# Start of Task material
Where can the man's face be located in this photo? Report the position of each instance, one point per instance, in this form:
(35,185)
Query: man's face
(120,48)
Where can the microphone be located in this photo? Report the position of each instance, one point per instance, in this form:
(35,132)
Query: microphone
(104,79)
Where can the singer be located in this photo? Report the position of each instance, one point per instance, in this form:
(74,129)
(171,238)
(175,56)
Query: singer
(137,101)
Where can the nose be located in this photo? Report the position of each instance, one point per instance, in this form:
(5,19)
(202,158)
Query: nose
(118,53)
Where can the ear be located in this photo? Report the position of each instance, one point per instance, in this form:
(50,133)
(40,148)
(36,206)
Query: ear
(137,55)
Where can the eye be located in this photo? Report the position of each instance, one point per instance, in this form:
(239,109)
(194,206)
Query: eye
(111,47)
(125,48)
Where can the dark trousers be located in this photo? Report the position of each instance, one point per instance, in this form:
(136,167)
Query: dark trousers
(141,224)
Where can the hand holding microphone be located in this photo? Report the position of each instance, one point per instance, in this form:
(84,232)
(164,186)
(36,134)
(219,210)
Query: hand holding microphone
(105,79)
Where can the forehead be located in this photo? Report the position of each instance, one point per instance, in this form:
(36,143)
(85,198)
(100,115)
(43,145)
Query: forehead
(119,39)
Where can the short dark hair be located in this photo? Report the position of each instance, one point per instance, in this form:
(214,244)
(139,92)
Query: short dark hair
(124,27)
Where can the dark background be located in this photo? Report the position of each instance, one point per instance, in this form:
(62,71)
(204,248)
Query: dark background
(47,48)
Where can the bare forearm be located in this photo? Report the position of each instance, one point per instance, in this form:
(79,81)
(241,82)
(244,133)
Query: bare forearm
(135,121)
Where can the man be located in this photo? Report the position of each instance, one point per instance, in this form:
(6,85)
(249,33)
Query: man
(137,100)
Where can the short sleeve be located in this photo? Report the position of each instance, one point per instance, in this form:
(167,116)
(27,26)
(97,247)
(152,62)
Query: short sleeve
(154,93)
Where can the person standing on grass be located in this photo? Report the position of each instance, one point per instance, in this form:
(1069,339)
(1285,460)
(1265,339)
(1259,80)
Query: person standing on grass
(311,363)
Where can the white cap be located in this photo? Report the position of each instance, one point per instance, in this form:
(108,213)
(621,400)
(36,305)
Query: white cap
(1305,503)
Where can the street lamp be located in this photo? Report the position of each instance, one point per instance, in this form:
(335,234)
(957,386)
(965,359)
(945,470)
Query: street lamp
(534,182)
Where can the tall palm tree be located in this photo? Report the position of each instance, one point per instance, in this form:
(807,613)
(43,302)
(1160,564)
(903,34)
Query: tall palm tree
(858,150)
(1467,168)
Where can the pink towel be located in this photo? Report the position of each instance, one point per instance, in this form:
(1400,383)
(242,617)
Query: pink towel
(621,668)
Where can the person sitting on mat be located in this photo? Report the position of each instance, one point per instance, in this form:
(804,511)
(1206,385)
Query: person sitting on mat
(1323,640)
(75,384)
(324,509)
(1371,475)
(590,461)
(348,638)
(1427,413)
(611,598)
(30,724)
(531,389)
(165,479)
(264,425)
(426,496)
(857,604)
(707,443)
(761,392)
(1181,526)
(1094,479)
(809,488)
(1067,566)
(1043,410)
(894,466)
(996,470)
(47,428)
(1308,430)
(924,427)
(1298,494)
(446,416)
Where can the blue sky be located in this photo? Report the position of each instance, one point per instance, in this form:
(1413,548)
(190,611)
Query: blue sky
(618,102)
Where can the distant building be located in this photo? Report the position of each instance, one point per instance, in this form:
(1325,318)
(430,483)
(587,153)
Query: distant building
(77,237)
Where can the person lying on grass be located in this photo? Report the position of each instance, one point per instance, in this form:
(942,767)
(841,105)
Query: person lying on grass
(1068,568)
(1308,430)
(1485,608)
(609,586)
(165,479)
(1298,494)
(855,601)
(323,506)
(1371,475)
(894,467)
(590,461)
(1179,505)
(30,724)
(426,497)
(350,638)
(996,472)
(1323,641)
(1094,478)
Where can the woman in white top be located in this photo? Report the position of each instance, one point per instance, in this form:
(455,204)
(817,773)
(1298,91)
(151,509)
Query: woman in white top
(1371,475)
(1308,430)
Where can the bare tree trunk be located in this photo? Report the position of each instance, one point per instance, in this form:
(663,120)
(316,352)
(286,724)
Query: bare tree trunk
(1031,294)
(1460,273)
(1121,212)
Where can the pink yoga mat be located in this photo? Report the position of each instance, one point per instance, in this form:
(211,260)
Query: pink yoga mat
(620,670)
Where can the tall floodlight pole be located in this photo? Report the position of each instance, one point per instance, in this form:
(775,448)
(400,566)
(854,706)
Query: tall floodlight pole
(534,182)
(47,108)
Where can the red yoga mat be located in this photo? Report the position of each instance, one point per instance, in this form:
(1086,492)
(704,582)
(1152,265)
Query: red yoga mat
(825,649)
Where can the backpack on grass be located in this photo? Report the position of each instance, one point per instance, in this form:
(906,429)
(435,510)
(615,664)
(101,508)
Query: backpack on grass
# End of Task material
Your objective:
Extract all the entries word for word.

Task output:
Where can the man's face be located in this photo? Report the position of each instance, one point per instance, in this form:
(35,185)
Query: man's face
(120,48)
Where can the microphone be located in this photo? Report the position of each instance, one point per instance, in this form:
(35,132)
Query: microphone
(104,79)
Where can the singer be located in this photo? Report the position of each instance, one point per instance, in this form:
(74,129)
(171,238)
(175,56)
Query: singer
(137,101)
Where can the nose be located in this photo? Report the position of each instance, one point per instance, in this form:
(5,19)
(202,158)
Query: nose
(118,53)
Where can the ear be located in this photo? Report the position of each instance, one point per instance, in this form:
(50,133)
(40,148)
(36,206)
Query: ear
(137,55)
Where can the eye be located in this photo? Report the position of each instance, one point per instance, in this form:
(239,109)
(194,206)
Query: eye
(111,47)
(125,48)
Where can the dark trousers be located in this photo? Report the position of each instance, one point per instance, in this form:
(136,167)
Query: dark trousers
(141,224)
Where can the hand holding microphone be located in this photo? Report the position of each instance, one point per instance, in this form:
(84,232)
(164,186)
(36,134)
(219,210)
Query: hand holding microphone
(105,79)
Where can the forehead be located in this photo? Report the position of each instance, one point per instance, in this form:
(36,143)
(85,198)
(100,115)
(43,145)
Query: forehead
(119,39)
Where can the short dark hair be located in this photo? Report the position of each instance, one point per instance, in this form:
(214,244)
(139,92)
Query: short dark hair
(124,27)
Where can the dark background be located in this photo? Report the position of each instance, one point per instance, in this form:
(62,71)
(204,248)
Query: dark background
(47,48)
Where can the bare forearm be located in this photo? Report the position of each instance, one point per instance, in this form:
(79,81)
(241,82)
(244,133)
Query: bare forearm
(135,121)
Where can the man be located in this photo? Report the position of each instance, one point per instance, in this form:
(6,85)
(249,33)
Query: man
(137,100)
Where can the short sleeve be located in this photo? Report the position of each instance, one point per instance, in this form:
(167,116)
(27,26)
(97,247)
(152,62)
Query: short sleeve
(154,93)
Where can the person standing on grass be located in this photo? Report the position of each instance, one point per instance, in this form:
(1069,339)
(1285,460)
(1265,339)
(1259,80)
Query: person standing on grass
(311,363)
Where can the white cap be located in this photo? Report the position of each instance, one point per instance, in this form:
(108,213)
(621,400)
(36,305)
Query: white cap
(1305,503)
Where can the street lamp be located in this photo? Report the position of each instance, one point per instance, in this form:
(335,234)
(957,386)
(965,359)
(945,470)
Query: street lamp
(534,182)
Where can the tall palm tree be located in this photo? Report the position of each instance, one point per instance, in this form:
(807,613)
(43,302)
(1160,564)
(903,34)
Query: tall palm tree
(858,150)
(1467,168)
Where can the pink towel be located in this photo? Report the position of each instance, one point per instance, in this form:
(1400,383)
(242,617)
Query: pink towel
(621,668)
Where can the person sitting on mat be located in this photo? Report the position of each instance, one point per instance, in this form:
(804,511)
(1206,385)
Query: person sitting on mat
(1323,640)
(75,384)
(324,509)
(1371,475)
(590,461)
(348,638)
(1427,413)
(611,598)
(30,724)
(531,389)
(165,479)
(264,425)
(426,496)
(857,604)
(707,443)
(761,392)
(1181,526)
(1094,479)
(809,488)
(1067,566)
(1043,410)
(894,466)
(996,470)
(47,428)
(1308,430)
(924,427)
(1298,494)
(446,416)
Where can the blue sky be located in this photo? Report the position of each instance, one point per instance, in this form:
(1413,548)
(190,611)
Query: blue sky
(618,102)
Where can the distant building be located in this photo? Report the position of each instance, one point per instance, in this form:
(1325,318)
(430,483)
(587,153)
Query: distant building
(77,237)
Where can the person lying on grass be located in this photo? Report the position of each instance, one point per instance, in this form:
(942,767)
(841,105)
Query: person lying on grass
(1068,568)
(1308,430)
(1485,608)
(609,586)
(165,479)
(1298,494)
(855,601)
(323,506)
(1371,475)
(894,467)
(590,461)
(1179,505)
(30,724)
(426,497)
(350,638)
(996,472)
(1323,641)
(1094,478)
Where can the woman in white top be located in this photo? Report the position of each instance, one point per instance, in this form:
(455,204)
(817,773)
(1298,91)
(151,509)
Query: woman in white top
(1371,475)
(1308,430)
Where can the bare tree trunk be located in this photo? Report the position of each instance, one point per instance, in this form:
(663,120)
(316,352)
(286,724)
Query: bare tree trunk
(1031,294)
(1460,273)
(1121,212)
Where can the pink yoga mat be located in this photo? Report the position of each instance, one point per instance, in this form:
(211,260)
Query: pink yoga mat
(620,670)
Where can the tall floodlight pole be located in this photo? Report the position of each instance, one point per instance, in this form:
(775,448)
(400,566)
(854,706)
Query: tall floodlight pole
(534,182)
(47,108)
Where can the red yoga mat be located in this photo? Report the position of each instance, one point per instance, in this form:
(1086,492)
(704,582)
(1152,265)
Query: red yoga mat
(825,649)
Where can the backpack on grass be located in this photo? Report the position of each instance, one point per instance, in this form:
(906,429)
(435,510)
(615,664)
(101,508)
Query: backpack on grass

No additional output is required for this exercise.